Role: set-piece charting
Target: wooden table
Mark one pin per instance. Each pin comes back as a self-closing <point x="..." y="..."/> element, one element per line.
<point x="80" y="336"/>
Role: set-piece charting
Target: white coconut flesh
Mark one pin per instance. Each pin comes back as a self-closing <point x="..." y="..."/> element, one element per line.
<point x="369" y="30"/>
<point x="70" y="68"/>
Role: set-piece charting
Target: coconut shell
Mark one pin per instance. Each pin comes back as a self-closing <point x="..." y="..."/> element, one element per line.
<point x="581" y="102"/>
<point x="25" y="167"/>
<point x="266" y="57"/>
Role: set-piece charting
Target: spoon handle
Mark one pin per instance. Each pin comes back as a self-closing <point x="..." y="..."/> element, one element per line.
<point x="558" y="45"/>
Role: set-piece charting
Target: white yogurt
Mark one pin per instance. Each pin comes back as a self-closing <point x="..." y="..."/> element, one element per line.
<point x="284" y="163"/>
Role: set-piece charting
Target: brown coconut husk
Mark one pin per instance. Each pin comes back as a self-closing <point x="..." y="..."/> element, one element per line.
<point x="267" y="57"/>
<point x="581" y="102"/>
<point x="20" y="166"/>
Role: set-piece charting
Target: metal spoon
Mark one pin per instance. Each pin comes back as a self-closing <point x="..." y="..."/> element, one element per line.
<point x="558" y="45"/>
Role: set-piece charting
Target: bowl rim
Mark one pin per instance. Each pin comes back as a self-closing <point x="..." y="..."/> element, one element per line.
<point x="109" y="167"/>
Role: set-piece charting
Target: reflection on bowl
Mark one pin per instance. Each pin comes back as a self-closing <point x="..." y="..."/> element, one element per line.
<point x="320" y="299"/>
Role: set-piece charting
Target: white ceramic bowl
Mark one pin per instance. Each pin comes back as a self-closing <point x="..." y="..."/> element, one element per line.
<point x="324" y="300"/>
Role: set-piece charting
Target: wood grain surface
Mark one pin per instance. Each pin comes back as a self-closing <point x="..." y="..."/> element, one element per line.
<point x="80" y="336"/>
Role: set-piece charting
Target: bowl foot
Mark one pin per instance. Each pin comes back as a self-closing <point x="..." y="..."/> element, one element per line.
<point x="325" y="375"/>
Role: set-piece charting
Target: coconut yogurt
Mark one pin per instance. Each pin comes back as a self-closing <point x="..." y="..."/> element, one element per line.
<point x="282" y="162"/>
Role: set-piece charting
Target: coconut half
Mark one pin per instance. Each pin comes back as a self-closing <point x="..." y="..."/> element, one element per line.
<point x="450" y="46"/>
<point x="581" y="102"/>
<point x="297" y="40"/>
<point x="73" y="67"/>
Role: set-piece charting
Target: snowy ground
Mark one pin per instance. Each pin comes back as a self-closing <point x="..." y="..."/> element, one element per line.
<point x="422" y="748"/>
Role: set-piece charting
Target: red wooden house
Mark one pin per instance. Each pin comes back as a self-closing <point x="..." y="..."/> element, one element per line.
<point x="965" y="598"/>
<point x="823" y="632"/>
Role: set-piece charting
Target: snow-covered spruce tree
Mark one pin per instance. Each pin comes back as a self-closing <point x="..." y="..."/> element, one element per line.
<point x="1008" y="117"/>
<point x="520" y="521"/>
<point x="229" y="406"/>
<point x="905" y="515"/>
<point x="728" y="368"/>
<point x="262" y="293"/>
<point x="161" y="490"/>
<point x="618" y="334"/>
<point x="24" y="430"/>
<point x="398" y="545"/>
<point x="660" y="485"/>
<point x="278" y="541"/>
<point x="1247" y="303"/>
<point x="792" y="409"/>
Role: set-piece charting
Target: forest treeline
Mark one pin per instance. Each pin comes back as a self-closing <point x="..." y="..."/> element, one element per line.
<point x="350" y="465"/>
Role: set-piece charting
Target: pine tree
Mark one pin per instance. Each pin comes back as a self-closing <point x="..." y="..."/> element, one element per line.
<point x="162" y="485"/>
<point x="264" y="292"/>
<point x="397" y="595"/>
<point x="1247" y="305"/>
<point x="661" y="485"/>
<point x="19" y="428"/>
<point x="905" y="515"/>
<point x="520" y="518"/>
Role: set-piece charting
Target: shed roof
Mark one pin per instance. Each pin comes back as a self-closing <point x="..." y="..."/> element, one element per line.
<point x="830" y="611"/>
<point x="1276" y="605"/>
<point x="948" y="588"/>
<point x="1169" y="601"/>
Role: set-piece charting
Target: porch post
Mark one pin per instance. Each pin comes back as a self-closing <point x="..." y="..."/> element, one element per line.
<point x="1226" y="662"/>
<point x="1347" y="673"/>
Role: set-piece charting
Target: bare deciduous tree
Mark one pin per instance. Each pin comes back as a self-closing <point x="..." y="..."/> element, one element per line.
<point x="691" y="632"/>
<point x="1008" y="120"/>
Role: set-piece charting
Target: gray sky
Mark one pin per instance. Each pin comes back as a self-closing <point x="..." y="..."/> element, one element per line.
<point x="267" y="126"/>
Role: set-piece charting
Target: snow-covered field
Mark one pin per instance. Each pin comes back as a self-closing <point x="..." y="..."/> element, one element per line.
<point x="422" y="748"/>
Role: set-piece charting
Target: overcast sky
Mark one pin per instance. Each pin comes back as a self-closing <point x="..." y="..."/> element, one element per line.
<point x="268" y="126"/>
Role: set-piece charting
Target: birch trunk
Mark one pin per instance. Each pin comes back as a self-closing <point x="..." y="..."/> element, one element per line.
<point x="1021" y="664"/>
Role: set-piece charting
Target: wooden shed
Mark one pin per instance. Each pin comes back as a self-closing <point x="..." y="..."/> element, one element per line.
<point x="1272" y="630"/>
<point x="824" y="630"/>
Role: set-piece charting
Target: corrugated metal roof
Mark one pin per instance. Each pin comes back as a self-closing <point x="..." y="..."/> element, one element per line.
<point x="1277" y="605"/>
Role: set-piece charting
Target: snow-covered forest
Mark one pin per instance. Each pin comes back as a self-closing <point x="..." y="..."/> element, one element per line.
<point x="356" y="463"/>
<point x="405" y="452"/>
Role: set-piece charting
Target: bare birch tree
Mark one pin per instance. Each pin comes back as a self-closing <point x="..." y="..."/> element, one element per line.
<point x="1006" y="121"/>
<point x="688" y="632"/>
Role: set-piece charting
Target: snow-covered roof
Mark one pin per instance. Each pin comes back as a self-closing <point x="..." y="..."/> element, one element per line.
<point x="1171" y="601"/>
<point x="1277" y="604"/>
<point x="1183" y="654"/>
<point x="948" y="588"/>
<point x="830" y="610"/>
+ + + + +
- [The task] Find and copy every line in the entries above where the string "spoon" occurs.

- [Response below]
Target: spoon handle
Target: metal spoon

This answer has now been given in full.